(Passage):

━━━━━━━━━━━━━━━━━━━━

Blue Cray-he says they're only 2 inches. So they aren't adults.


----------



## elvis332 (Dec 29, 2007)

yea there like 2 inchces each


----------



## elvis332 (Dec 29, 2007)

how about puting some neon tetras can that work


----------



## trashion (Aug 24, 2007)

If you put them in the 15 with the two gouramis, yes. Not in the 29, though.


----------



## elvis332 (Dec 29, 2007)

and how come i cant change my avatar picture


----------



## COM (Mar 15, 2008)

You are better off getting more of the same type of rasboras as you already have, so long as they are a small variety like Harlequin or Porkchop.

It isn't a good idea to "collect" small groups of different kinds of fish. In that situation, all the fish are depressed, stressed, and die quickly.

Once again, I remind you that words underlined in red squiggles are not spelled correctly. I know that you can write better, I've seen you do it in the past.


----------



## elvis332 (Dec 29, 2007)

trashion said:


> If you put them in the 15 with the two gouramis, yes. Not in the 29, though.


why not nothin is going to happen


----------



## elvis332 (Dec 29, 2007)

so i could put more of the same type of rasbora


----------



## COM (Mar 15, 2008)

What kind of rasbora?

If it is a small variety, like a Harlequin, then yes.

If is a larger type like a Brilliant or Scissortail, then you really would be pushing it to do so.


----------



## elvis332 (Dec 29, 2007)

i have a scissortail


----------



## sneasle (Jun 25, 2008)

then the answer is no.

━━━━━━━━━━━━━━━━━━━━

[Rows from a pointing dataset]

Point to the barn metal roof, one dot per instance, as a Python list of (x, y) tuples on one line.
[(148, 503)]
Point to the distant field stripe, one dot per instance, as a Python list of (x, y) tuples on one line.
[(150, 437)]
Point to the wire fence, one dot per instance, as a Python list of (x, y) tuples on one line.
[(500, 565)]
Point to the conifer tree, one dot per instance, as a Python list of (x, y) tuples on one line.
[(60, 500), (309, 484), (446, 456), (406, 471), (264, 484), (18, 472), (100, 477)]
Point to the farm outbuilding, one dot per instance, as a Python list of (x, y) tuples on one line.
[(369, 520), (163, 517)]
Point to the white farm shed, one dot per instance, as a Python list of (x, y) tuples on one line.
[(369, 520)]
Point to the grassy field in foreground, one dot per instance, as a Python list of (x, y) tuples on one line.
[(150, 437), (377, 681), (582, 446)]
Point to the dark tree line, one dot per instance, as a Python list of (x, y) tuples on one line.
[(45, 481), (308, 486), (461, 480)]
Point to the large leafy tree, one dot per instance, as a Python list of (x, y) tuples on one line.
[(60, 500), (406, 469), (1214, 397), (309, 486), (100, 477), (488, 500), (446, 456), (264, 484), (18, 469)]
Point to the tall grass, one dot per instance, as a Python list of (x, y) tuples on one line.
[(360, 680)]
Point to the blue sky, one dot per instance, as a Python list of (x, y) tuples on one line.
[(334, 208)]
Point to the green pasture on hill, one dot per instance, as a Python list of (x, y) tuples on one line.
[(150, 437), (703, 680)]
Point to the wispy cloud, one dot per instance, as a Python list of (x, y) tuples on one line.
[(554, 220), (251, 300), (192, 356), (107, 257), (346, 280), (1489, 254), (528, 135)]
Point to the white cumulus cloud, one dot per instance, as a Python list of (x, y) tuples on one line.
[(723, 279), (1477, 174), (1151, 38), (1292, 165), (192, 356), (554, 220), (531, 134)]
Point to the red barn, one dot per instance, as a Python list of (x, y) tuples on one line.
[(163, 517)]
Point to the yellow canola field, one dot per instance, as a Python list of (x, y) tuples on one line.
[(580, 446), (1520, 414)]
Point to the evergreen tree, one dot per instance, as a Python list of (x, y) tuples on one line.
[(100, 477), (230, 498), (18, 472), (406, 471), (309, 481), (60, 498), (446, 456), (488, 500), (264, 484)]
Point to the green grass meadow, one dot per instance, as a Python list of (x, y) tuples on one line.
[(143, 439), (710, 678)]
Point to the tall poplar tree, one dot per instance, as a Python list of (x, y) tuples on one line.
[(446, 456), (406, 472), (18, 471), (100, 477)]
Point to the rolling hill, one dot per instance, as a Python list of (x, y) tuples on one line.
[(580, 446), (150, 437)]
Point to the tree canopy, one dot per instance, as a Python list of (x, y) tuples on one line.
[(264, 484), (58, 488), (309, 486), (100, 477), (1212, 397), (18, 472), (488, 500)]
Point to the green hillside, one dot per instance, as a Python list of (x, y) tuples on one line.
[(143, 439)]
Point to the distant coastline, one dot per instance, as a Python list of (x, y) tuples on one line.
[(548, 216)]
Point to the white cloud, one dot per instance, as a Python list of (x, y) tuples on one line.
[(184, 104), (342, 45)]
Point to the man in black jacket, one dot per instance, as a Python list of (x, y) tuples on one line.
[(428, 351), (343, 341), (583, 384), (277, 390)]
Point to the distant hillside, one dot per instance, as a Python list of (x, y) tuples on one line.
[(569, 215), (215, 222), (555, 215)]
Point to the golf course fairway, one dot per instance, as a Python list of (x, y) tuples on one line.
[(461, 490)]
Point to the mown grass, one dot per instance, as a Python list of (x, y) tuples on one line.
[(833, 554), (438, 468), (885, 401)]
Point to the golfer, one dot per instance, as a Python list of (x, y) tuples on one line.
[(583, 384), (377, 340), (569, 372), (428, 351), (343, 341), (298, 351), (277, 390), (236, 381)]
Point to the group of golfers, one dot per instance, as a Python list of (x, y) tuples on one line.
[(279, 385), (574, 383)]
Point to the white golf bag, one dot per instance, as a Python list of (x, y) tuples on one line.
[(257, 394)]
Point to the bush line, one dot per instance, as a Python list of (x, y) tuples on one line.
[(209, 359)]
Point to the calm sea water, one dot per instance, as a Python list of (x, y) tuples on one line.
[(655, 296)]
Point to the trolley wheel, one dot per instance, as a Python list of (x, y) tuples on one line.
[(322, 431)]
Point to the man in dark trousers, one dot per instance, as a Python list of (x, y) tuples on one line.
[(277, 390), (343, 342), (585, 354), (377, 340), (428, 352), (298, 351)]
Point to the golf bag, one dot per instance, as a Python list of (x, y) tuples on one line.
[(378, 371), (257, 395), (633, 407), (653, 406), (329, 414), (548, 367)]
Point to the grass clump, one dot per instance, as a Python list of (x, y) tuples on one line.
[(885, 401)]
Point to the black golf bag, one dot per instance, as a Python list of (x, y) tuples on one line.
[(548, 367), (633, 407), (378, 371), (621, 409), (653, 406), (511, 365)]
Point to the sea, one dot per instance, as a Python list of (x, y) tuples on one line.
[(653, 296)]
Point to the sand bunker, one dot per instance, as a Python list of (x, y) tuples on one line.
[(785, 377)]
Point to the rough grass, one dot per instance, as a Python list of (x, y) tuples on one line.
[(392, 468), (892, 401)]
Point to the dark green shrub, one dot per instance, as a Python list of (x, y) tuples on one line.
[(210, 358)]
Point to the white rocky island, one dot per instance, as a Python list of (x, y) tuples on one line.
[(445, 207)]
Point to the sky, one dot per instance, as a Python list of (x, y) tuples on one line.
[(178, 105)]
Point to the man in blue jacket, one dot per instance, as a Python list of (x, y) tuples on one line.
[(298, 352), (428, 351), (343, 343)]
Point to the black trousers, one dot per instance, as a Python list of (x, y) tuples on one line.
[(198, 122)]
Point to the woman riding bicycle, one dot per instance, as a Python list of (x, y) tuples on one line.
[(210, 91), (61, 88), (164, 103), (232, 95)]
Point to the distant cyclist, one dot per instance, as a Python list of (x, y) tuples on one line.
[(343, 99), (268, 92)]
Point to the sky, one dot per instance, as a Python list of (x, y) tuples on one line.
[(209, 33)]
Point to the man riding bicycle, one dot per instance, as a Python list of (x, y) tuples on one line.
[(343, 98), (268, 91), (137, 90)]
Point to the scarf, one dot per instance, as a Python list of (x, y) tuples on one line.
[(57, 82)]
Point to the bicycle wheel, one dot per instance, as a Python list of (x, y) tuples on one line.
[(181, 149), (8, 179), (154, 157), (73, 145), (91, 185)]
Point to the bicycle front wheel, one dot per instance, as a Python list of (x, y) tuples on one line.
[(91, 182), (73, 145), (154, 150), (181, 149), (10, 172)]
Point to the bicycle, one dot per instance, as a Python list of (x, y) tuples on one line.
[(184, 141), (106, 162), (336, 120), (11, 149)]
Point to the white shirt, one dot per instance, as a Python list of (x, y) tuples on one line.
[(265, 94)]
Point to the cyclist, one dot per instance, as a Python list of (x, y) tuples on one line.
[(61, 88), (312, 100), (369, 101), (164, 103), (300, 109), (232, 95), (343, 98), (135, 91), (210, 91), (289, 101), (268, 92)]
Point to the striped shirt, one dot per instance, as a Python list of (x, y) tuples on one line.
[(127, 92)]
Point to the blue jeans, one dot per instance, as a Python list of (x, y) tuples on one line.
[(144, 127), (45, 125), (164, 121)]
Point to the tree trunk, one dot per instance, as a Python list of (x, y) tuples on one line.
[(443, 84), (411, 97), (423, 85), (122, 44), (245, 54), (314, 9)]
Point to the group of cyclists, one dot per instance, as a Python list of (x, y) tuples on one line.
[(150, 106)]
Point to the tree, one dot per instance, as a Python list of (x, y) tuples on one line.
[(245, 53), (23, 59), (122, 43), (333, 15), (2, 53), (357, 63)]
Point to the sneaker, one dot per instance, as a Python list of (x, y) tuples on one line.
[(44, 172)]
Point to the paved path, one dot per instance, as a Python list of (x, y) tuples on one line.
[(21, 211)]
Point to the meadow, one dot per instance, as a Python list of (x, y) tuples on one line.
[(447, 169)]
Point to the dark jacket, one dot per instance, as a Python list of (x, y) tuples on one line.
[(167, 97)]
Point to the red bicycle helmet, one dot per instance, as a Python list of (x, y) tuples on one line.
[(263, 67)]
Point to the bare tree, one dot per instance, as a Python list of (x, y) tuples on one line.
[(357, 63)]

━━━━━━━━━━━━━━━━━━━━

(Tasks to carry out):
a) According to the aquarium forum thread, in which tank could neon tetras be added?
b) Carry the aquarium forum thread forward past its final post.
The items have nothing to do with what is asked here.

(Answers given):
a) In the 15 with the two gouramis.

b)
And seriously, don't post 2 min. after you start a thread and demand we answer. We don't spend all day online and are not here at your beck and whim. 

Moving the gouramis to the 15 and then adding a small school (4-6) neons would be ok.

Leave the G. Danios in the 29g, along with the rasboras (you could *slightly* increase their numbers) and CAE (Chinese algae eater).

That is about the best solution you are going to get based on what you have. If you find a way to trade fish in, you could move some things around, but the suggestions that have been made are good ones IMHO.


----------



## elvis332 (Dec 29, 2007)

i have a 29 not a 55


----------



## sneasle (Jun 25, 2008)

elvis332 said:


> i have a 29 not a 55



Doesn't matter, I had 29 in mind when I typed that so my opinion still stands.


----------



## elvis332 (Dec 29, 2007)

okokokokokok


----------



## Buggy (Oct 17, 2006)

Elvis, can you post some pics of your tanks as they are now? It would help if we could see the fish, just to make sure you have what you think you have. Some stores mislable their fish and you get something quite different then what you wanted or thought you got.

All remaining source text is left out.